## REQUIRED WORK:
Return, word for word, only the lines of the data below that lie between the line with "Reviewer note: confirm that every instance of the black number" and the line with "the dark locomotive", those two lines included.
____________________
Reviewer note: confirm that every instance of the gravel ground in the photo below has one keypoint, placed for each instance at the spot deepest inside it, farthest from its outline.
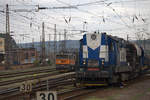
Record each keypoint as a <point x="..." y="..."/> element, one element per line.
<point x="136" y="91"/>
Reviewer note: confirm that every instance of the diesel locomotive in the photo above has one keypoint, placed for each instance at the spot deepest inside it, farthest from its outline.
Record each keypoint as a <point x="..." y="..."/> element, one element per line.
<point x="106" y="59"/>
<point x="65" y="62"/>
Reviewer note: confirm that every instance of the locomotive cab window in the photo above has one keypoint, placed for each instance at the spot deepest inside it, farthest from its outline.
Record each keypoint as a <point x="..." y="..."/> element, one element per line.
<point x="62" y="57"/>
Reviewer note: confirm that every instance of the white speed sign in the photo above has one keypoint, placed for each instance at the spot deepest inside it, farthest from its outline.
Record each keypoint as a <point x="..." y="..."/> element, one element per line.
<point x="46" y="95"/>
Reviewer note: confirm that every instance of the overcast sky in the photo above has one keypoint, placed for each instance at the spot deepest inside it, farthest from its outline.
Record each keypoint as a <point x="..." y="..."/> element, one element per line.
<point x="116" y="17"/>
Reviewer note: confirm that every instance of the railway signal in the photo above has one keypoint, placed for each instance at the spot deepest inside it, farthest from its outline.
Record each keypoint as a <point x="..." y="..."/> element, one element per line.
<point x="46" y="95"/>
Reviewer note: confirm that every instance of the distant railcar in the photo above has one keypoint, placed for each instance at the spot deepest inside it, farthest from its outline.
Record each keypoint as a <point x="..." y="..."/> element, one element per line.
<point x="65" y="62"/>
<point x="105" y="59"/>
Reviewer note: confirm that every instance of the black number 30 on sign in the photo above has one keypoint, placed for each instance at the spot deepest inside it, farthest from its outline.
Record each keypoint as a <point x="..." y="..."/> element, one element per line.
<point x="46" y="95"/>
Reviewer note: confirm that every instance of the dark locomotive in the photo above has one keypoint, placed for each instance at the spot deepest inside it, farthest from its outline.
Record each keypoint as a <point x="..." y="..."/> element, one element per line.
<point x="106" y="59"/>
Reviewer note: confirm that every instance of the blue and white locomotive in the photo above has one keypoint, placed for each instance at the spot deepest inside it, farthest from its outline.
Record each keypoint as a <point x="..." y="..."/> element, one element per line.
<point x="107" y="59"/>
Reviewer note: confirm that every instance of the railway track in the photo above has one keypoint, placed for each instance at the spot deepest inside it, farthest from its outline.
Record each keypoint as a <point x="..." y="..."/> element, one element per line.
<point x="22" y="73"/>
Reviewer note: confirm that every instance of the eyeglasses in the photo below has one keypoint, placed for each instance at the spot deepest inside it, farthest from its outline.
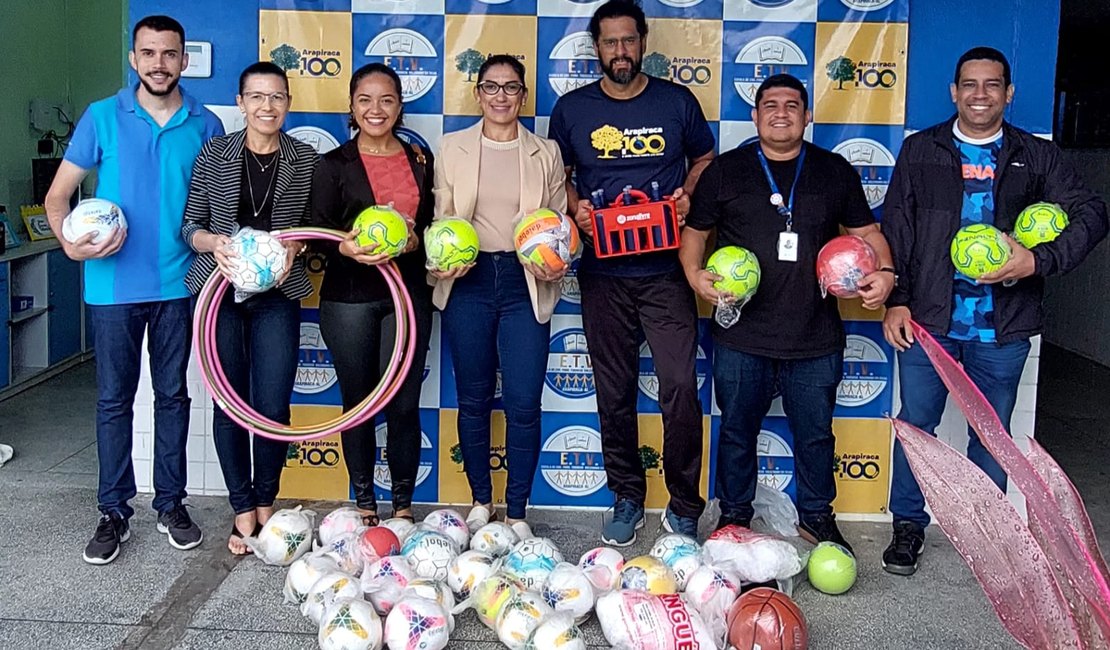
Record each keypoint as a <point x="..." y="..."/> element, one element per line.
<point x="256" y="99"/>
<point x="491" y="88"/>
<point x="628" y="42"/>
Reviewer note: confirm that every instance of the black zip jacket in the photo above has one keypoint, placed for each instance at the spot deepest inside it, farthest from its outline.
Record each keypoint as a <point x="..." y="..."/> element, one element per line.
<point x="921" y="214"/>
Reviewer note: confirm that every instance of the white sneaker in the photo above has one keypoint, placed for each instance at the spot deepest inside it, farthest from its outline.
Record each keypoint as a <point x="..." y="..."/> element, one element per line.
<point x="522" y="529"/>
<point x="477" y="517"/>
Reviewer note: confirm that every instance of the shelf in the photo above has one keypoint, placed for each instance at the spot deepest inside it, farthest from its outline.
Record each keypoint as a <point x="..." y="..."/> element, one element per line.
<point x="27" y="315"/>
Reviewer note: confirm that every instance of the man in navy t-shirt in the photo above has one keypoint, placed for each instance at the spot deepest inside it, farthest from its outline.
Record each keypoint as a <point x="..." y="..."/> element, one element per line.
<point x="629" y="129"/>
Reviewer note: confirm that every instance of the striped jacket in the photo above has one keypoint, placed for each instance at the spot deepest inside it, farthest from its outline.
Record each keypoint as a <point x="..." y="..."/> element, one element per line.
<point x="213" y="201"/>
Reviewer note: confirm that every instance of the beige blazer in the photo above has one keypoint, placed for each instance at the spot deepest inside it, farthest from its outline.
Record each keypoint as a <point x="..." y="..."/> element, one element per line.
<point x="543" y="184"/>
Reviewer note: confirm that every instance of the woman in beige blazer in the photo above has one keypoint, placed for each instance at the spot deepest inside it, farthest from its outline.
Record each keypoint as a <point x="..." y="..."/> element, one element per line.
<point x="491" y="174"/>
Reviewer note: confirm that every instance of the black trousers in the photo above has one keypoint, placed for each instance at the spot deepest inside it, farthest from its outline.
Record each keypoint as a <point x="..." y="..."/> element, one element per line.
<point x="617" y="314"/>
<point x="360" y="337"/>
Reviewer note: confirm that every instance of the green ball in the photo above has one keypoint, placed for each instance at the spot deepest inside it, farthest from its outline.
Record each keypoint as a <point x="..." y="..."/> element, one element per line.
<point x="1039" y="223"/>
<point x="451" y="243"/>
<point x="979" y="249"/>
<point x="739" y="270"/>
<point x="831" y="568"/>
<point x="384" y="226"/>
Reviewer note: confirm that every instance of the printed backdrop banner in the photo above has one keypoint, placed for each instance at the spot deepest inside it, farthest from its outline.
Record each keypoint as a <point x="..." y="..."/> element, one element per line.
<point x="849" y="53"/>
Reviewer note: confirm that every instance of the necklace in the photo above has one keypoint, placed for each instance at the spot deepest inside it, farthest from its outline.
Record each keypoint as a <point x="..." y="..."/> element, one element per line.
<point x="263" y="168"/>
<point x="250" y="186"/>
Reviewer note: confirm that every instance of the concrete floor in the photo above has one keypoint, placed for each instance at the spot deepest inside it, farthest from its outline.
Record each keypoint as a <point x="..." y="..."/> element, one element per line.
<point x="157" y="597"/>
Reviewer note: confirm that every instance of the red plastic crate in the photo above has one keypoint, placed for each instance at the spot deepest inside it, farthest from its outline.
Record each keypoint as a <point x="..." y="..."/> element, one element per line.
<point x="643" y="226"/>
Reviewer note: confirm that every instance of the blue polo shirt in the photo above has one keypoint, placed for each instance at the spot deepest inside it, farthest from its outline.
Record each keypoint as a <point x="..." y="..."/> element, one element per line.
<point x="144" y="169"/>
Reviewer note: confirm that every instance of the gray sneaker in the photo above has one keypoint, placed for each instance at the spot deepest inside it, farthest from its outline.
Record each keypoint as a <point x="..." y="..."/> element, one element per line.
<point x="627" y="518"/>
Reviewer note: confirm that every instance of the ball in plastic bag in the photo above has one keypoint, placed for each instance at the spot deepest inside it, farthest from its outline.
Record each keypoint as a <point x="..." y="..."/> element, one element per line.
<point x="738" y="268"/>
<point x="841" y="263"/>
<point x="451" y="243"/>
<point x="979" y="249"/>
<point x="495" y="538"/>
<point x="531" y="560"/>
<point x="518" y="618"/>
<point x="93" y="215"/>
<point x="466" y="570"/>
<point x="451" y="524"/>
<point x="491" y="596"/>
<point x="831" y="568"/>
<point x="557" y="632"/>
<point x="350" y="623"/>
<point x="430" y="554"/>
<point x="382" y="226"/>
<point x="417" y="623"/>
<point x="1039" y="223"/>
<point x="547" y="237"/>
<point x="568" y="589"/>
<point x="766" y="618"/>
<point x="649" y="575"/>
<point x="603" y="567"/>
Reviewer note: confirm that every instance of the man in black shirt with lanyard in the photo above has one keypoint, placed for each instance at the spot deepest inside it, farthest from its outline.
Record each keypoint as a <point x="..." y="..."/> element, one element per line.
<point x="781" y="199"/>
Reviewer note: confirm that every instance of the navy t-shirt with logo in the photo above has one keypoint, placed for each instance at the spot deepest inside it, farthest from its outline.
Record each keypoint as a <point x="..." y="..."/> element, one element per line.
<point x="612" y="143"/>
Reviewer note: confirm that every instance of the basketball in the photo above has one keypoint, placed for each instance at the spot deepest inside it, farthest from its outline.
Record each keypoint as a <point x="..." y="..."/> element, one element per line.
<point x="766" y="619"/>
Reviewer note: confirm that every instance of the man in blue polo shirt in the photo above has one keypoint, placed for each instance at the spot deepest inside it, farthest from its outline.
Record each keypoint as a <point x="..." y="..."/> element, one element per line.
<point x="142" y="142"/>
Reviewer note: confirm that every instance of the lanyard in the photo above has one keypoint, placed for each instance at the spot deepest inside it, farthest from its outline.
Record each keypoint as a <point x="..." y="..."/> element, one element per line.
<point x="776" y="197"/>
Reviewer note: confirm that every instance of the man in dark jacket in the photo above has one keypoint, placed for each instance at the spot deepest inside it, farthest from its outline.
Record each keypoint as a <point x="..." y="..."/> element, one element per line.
<point x="974" y="168"/>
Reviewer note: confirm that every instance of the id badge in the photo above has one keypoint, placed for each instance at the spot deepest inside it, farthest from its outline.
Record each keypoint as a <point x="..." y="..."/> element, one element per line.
<point x="787" y="246"/>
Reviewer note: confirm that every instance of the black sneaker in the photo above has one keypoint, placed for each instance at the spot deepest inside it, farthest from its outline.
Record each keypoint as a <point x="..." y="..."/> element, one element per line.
<point x="906" y="547"/>
<point x="180" y="528"/>
<point x="111" y="531"/>
<point x="823" y="528"/>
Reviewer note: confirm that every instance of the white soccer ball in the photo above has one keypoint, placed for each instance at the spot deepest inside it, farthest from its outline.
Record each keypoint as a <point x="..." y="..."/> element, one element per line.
<point x="682" y="555"/>
<point x="495" y="539"/>
<point x="350" y="623"/>
<point x="568" y="589"/>
<point x="466" y="570"/>
<point x="430" y="554"/>
<point x="93" y="215"/>
<point x="531" y="560"/>
<point x="417" y="623"/>
<point x="259" y="262"/>
<point x="451" y="524"/>
<point x="520" y="617"/>
<point x="603" y="567"/>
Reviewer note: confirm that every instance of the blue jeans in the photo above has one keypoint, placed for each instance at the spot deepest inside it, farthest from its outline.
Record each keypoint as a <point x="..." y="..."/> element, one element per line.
<point x="118" y="333"/>
<point x="745" y="386"/>
<point x="488" y="315"/>
<point x="258" y="342"/>
<point x="995" y="368"/>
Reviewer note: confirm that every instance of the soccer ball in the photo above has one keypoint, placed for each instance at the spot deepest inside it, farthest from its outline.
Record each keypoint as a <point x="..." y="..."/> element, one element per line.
<point x="739" y="270"/>
<point x="417" y="622"/>
<point x="568" y="589"/>
<point x="531" y="560"/>
<point x="468" y="569"/>
<point x="495" y="538"/>
<point x="384" y="227"/>
<point x="1039" y="223"/>
<point x="260" y="261"/>
<point x="350" y="623"/>
<point x="547" y="237"/>
<point x="647" y="574"/>
<point x="680" y="554"/>
<point x="451" y="243"/>
<point x="520" y="617"/>
<point x="978" y="250"/>
<point x="451" y="524"/>
<point x="430" y="554"/>
<point x="93" y="215"/>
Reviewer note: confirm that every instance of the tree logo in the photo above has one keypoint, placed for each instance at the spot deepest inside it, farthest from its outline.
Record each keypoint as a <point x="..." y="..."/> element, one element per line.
<point x="468" y="62"/>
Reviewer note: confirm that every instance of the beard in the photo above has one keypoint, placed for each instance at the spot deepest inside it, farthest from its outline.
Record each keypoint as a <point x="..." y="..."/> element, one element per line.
<point x="157" y="92"/>
<point x="623" y="77"/>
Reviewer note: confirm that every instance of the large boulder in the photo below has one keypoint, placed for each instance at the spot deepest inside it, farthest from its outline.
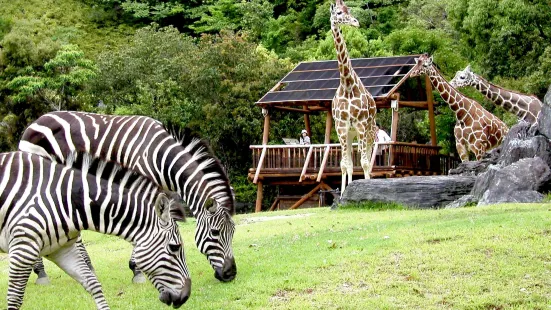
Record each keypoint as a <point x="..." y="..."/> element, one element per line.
<point x="518" y="182"/>
<point x="417" y="192"/>
<point x="521" y="142"/>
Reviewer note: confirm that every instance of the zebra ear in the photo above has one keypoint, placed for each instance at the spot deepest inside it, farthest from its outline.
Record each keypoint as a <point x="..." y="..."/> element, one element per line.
<point x="177" y="212"/>
<point x="162" y="207"/>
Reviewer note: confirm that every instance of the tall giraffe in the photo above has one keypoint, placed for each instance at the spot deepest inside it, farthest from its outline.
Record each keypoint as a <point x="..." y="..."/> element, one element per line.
<point x="524" y="106"/>
<point x="476" y="129"/>
<point x="353" y="107"/>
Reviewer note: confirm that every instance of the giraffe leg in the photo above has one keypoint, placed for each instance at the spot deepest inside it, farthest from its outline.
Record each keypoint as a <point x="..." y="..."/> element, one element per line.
<point x="69" y="258"/>
<point x="365" y="150"/>
<point x="23" y="253"/>
<point x="459" y="144"/>
<point x="350" y="161"/>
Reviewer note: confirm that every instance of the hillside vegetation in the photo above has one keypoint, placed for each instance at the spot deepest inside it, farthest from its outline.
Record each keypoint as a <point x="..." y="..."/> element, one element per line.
<point x="203" y="64"/>
<point x="473" y="258"/>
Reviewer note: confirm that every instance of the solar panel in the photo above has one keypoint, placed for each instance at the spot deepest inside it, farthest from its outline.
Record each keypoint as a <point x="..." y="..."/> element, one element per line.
<point x="319" y="80"/>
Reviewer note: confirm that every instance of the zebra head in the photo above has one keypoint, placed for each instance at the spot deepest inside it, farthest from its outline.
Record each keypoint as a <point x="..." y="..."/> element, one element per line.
<point x="160" y="254"/>
<point x="463" y="78"/>
<point x="215" y="239"/>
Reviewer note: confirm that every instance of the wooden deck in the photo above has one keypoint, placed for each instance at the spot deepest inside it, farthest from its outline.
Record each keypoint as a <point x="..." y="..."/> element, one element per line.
<point x="288" y="164"/>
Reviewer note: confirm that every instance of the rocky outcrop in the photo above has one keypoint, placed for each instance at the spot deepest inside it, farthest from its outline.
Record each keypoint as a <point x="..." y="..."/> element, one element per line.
<point x="518" y="182"/>
<point x="416" y="192"/>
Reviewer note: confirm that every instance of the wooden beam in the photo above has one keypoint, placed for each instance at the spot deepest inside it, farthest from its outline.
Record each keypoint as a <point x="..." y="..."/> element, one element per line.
<point x="430" y="101"/>
<point x="306" y="162"/>
<point x="260" y="163"/>
<point x="323" y="163"/>
<point x="307" y="123"/>
<point x="259" y="196"/>
<point x="305" y="197"/>
<point x="295" y="110"/>
<point x="275" y="204"/>
<point x="415" y="104"/>
<point x="328" y="126"/>
<point x="266" y="131"/>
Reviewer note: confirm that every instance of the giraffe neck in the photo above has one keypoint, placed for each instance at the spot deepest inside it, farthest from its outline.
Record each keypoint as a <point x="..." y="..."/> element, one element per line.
<point x="457" y="102"/>
<point x="509" y="100"/>
<point x="347" y="75"/>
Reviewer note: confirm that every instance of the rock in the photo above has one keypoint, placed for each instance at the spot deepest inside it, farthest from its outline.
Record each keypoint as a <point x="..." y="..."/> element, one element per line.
<point x="517" y="196"/>
<point x="520" y="143"/>
<point x="461" y="202"/>
<point x="472" y="168"/>
<point x="417" y="192"/>
<point x="511" y="182"/>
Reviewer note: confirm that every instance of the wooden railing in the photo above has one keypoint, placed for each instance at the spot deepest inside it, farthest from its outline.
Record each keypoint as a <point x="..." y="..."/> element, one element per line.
<point x="417" y="158"/>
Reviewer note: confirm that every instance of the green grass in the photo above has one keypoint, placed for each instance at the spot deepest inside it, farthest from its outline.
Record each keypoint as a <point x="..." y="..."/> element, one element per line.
<point x="495" y="257"/>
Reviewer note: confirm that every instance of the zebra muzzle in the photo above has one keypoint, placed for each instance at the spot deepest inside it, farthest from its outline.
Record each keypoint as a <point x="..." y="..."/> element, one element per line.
<point x="174" y="298"/>
<point x="228" y="271"/>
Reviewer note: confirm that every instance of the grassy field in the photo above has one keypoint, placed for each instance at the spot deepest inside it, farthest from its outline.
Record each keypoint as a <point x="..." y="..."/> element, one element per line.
<point x="496" y="257"/>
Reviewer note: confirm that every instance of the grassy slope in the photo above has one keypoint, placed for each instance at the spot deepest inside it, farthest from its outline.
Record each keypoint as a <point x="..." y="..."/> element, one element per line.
<point x="493" y="257"/>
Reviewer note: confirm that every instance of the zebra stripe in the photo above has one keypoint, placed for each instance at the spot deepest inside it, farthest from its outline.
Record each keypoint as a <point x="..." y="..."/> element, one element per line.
<point x="170" y="157"/>
<point x="44" y="206"/>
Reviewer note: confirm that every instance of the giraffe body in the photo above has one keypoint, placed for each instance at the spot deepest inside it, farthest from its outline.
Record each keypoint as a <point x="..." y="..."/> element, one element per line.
<point x="353" y="107"/>
<point x="526" y="107"/>
<point x="476" y="130"/>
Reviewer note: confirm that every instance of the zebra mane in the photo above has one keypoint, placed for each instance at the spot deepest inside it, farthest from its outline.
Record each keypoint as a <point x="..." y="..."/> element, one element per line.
<point x="188" y="140"/>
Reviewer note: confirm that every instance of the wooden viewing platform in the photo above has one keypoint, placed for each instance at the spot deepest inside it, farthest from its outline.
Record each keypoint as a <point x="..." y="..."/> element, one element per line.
<point x="320" y="164"/>
<point x="308" y="90"/>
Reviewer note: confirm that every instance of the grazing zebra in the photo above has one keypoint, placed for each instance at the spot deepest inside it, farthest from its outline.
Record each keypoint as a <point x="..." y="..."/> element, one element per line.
<point x="44" y="206"/>
<point x="173" y="159"/>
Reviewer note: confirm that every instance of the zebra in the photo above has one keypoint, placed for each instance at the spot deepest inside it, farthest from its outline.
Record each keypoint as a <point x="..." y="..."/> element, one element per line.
<point x="169" y="156"/>
<point x="45" y="205"/>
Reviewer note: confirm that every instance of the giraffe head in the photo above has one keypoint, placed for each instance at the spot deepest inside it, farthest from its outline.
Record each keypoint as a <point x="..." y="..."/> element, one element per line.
<point x="464" y="78"/>
<point x="423" y="65"/>
<point x="340" y="14"/>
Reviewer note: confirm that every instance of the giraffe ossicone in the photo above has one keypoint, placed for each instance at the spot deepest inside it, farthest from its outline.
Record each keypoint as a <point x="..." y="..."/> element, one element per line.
<point x="476" y="129"/>
<point x="353" y="107"/>
<point x="525" y="107"/>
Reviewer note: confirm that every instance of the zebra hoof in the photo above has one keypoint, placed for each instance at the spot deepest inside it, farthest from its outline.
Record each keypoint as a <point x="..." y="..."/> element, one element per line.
<point x="42" y="281"/>
<point x="138" y="278"/>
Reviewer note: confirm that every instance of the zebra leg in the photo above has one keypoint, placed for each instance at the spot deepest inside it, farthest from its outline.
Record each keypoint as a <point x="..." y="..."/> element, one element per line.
<point x="69" y="259"/>
<point x="22" y="256"/>
<point x="84" y="254"/>
<point x="38" y="268"/>
<point x="139" y="277"/>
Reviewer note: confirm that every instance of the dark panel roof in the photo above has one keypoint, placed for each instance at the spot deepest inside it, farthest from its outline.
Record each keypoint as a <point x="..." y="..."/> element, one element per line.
<point x="317" y="81"/>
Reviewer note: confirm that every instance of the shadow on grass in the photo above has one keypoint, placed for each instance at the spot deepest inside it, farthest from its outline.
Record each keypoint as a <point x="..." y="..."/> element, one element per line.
<point x="372" y="206"/>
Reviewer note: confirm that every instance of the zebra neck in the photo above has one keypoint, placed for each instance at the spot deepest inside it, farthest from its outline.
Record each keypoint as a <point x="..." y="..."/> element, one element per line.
<point x="114" y="209"/>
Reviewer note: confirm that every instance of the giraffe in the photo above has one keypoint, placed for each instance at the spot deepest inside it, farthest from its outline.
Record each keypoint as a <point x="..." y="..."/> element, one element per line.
<point x="476" y="129"/>
<point x="353" y="107"/>
<point x="524" y="106"/>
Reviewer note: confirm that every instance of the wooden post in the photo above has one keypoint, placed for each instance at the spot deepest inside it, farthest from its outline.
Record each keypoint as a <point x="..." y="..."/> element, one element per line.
<point x="259" y="194"/>
<point x="266" y="131"/>
<point x="307" y="124"/>
<point x="430" y="102"/>
<point x="328" y="125"/>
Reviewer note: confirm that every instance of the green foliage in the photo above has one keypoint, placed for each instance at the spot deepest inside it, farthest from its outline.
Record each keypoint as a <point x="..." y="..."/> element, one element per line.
<point x="57" y="84"/>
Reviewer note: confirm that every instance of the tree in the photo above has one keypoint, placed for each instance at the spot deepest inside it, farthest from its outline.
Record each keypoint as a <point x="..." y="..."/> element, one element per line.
<point x="59" y="81"/>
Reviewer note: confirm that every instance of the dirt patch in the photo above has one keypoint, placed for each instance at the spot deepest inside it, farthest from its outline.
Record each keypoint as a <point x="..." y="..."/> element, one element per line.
<point x="271" y="218"/>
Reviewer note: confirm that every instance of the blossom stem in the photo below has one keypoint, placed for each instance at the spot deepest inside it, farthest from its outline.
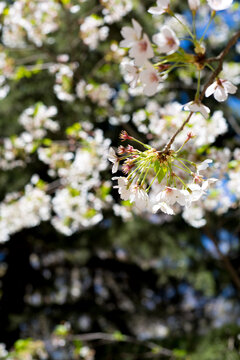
____________________
## RESULT FOR THIS TASK:
Reviewer note: confirm that every instance of the black number 30 on sign in the photo above has one keypoint, placed for each instance at the spot deepest inside it, farthest from its outline.
Record each keypoint as a <point x="..." y="..."/> element, one element per line.
<point x="46" y="95"/>
Reviewer note: confirm that every instance of the dark locomotive in the photo above has one keypoint, placed for each instance at the spot deepest inside it, farthest from its outline.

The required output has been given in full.